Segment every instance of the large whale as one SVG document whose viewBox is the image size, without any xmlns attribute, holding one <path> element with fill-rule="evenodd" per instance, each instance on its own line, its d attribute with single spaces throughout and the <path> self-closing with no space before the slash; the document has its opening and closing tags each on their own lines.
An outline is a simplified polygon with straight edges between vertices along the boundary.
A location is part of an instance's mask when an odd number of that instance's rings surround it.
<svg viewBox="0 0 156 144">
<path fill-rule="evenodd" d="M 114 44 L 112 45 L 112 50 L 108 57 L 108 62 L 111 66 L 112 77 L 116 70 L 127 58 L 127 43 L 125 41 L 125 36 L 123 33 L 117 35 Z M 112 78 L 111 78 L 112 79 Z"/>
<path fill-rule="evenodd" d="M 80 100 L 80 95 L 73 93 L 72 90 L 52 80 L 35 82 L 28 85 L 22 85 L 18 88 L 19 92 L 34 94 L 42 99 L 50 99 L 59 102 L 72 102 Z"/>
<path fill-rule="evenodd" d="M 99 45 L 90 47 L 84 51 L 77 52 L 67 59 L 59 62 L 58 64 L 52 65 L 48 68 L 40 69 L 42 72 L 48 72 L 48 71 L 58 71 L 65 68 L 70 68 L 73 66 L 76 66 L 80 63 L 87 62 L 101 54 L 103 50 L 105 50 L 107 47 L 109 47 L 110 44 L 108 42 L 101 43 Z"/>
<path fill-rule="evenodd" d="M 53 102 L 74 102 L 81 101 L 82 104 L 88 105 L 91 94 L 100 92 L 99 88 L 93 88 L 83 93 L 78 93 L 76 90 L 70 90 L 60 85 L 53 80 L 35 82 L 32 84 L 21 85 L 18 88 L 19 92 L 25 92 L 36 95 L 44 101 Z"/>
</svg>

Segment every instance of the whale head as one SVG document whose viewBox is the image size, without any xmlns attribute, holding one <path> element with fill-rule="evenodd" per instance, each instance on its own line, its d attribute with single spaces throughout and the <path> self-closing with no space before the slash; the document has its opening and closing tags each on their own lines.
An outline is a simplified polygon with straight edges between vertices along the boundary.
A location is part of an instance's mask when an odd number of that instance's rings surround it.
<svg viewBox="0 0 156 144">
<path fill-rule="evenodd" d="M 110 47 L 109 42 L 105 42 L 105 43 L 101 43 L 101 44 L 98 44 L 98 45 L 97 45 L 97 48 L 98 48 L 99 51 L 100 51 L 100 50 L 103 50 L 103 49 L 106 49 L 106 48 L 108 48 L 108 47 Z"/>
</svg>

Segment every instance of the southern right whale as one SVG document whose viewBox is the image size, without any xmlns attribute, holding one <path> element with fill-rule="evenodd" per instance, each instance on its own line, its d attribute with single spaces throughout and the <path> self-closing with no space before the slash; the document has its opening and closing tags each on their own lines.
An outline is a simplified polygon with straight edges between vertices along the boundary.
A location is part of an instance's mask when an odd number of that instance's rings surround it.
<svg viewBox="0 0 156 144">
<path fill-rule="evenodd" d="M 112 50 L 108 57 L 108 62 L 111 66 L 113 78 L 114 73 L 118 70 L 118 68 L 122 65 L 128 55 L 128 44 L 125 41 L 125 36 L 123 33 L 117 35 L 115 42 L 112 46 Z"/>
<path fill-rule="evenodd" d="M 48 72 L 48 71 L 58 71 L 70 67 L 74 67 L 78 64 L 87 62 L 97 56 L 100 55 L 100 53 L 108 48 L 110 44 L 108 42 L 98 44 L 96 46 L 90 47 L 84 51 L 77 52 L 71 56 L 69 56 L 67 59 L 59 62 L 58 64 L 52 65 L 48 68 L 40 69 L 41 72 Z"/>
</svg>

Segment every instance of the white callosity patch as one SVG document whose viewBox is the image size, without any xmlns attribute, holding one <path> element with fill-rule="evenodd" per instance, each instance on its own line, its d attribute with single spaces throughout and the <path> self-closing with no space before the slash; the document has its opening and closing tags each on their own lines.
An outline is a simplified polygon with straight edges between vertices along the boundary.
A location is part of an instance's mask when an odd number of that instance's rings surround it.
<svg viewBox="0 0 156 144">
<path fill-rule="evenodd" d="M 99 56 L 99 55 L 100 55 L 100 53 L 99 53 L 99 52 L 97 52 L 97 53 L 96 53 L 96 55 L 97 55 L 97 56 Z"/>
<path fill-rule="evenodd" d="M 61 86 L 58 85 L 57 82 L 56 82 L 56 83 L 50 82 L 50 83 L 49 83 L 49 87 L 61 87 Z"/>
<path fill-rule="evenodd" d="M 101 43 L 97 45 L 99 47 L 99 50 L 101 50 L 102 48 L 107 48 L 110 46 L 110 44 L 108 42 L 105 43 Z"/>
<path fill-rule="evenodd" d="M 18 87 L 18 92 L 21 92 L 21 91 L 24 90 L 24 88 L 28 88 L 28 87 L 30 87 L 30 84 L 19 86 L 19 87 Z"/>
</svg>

• Task
Print the entries above verbatim, starting at their first line and ending after the line that contains "80 100 L 80", with that line included.

• Task response
Segment every instance of the large whale as one SVG document whose viewBox is the image size, without any xmlns attribute, holding one <path> element with fill-rule="evenodd" per instance, each instance on its own line, its d attribute with single spaces throughout and the <path> self-closing with no space before the slash; the document has its opening and closing tags each on their own lines.
An outline is a simplified polygon with straight edges between vertices along the boundary.
A location is part of an instance's mask when an odd number of that instance's rings surround it.
<svg viewBox="0 0 156 144">
<path fill-rule="evenodd" d="M 114 44 L 112 45 L 112 50 L 108 57 L 108 62 L 111 66 L 112 77 L 116 70 L 127 58 L 127 43 L 125 41 L 125 36 L 123 33 L 117 35 Z M 112 78 L 111 78 L 112 79 Z"/>
<path fill-rule="evenodd" d="M 80 100 L 80 95 L 73 93 L 72 90 L 52 80 L 35 82 L 28 85 L 22 85 L 18 88 L 19 92 L 34 94 L 42 99 L 50 99 L 59 102 L 72 102 Z"/>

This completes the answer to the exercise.